-- THE EXERCISE --
Beneath this sentence is a set of records; write each of them out exactly.

-- PROVIDED DATA --
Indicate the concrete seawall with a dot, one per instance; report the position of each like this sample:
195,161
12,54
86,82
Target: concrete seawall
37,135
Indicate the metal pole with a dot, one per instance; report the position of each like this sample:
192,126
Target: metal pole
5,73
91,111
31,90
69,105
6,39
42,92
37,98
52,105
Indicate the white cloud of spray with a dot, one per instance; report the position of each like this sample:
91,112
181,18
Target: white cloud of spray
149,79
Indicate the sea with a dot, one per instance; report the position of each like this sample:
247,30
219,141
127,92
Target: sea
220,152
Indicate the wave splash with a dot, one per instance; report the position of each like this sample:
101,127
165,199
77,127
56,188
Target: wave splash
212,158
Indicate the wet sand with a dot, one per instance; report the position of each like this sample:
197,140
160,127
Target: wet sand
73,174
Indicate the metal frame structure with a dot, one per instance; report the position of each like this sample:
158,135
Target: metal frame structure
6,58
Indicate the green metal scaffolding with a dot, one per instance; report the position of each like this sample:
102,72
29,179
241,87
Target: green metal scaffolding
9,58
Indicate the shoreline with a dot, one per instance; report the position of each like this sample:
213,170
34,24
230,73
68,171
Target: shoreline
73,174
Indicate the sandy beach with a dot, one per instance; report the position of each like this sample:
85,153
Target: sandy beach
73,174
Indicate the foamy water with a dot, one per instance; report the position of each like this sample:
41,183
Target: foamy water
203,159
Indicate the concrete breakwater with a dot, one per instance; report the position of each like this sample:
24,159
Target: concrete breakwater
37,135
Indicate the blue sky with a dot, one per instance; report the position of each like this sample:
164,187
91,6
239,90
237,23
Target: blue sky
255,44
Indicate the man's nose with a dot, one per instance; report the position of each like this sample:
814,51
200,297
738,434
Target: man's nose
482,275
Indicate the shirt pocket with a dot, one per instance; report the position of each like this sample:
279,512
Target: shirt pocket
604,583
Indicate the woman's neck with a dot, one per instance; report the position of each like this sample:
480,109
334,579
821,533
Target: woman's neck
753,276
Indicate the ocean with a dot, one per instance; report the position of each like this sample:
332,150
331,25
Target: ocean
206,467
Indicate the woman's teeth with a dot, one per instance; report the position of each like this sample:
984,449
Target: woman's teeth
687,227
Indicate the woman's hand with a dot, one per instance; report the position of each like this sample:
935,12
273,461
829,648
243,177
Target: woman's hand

-- RESULT OF THIS TASK --
Indicate the concrete seawall with a dot, one per instance; report the position of each like this sample:
195,161
12,54
86,82
Target: concrete seawall
37,135
Indicate the metal pole with a dot, one per instance; report the position of each like this sample:
192,126
Target: metal pole
5,73
91,111
31,90
69,105
6,39
42,92
37,98
52,105
Indicate the white cloud of spray with a dot, one per instance; report the position of each like this sample:
91,112
181,18
Target: white cloud of spray
149,79
Indicate the sea with a dot, one per instance; report the position of each like this sample:
247,30
219,141
127,92
Target: sea
220,152
Indicate the wave splash with a dot, one per instance; report the position of each like this sample:
101,127
165,199
77,127
56,188
Target: wave splash
212,158
Indicate the wet sand with a dot, one per instance; report the position of each like this sample:
197,140
160,127
Target: wet sand
73,174
Indicate the metal frame structure with a dot, one per instance; report the position of each like this sample:
158,135
Target: metal frame structure
6,58
Indicate the green metal scaffolding with a dot, one per instance; report the position of each like this sample:
102,72
29,179
241,87
Target: green metal scaffolding
9,58
Indicate the shoreline with a dot, one per instance; report the position of each like this sample:
213,170
34,24
230,73
68,171
Target: shoreline
73,174
Indicate the sandy beach with a dot, one per instance; report the position of each like this sample:
85,153
Target: sandy beach
73,174
Indicate the foamy water with a dot, one per instance; report the position of each like this sample:
41,183
Target: foamy water
203,159
Indicate the concrete breakwater with a dot, one per instance; report the position of each like this sample:
24,159
Target: concrete breakwater
37,135
Indicate the blue sky with a dot, one per instance; report the position of each like this sample:
164,187
91,6
239,90
237,23
Target: blue sky
255,44
Indicate the man's nose with a dot, one per instance; report the position of each like this sample:
814,51
200,297
738,434
Target: man's nose
482,275
Indicate the shirt pocket with a dot, one per instance; report the position of each like this sample:
279,512
Target: shirt pocket
604,583
Indicate the woman's neck with a dot, one per instance; report the position of each like this sample:
480,109
334,579
821,533
Target: woman's neck
753,276
Indicate the ocean with a dot, one per instance; report the position of each like this sample:
332,150
331,25
Target: ocean
206,467
Indicate the woman's teeth with a dot, one per instance; report the position of each like this sample:
984,449
Target: woman's teeth
687,227
Indicate the woman's hand with a dot, one per instance; report the position of each like this sample:
935,12
273,461
829,648
243,177
Target: woman's hand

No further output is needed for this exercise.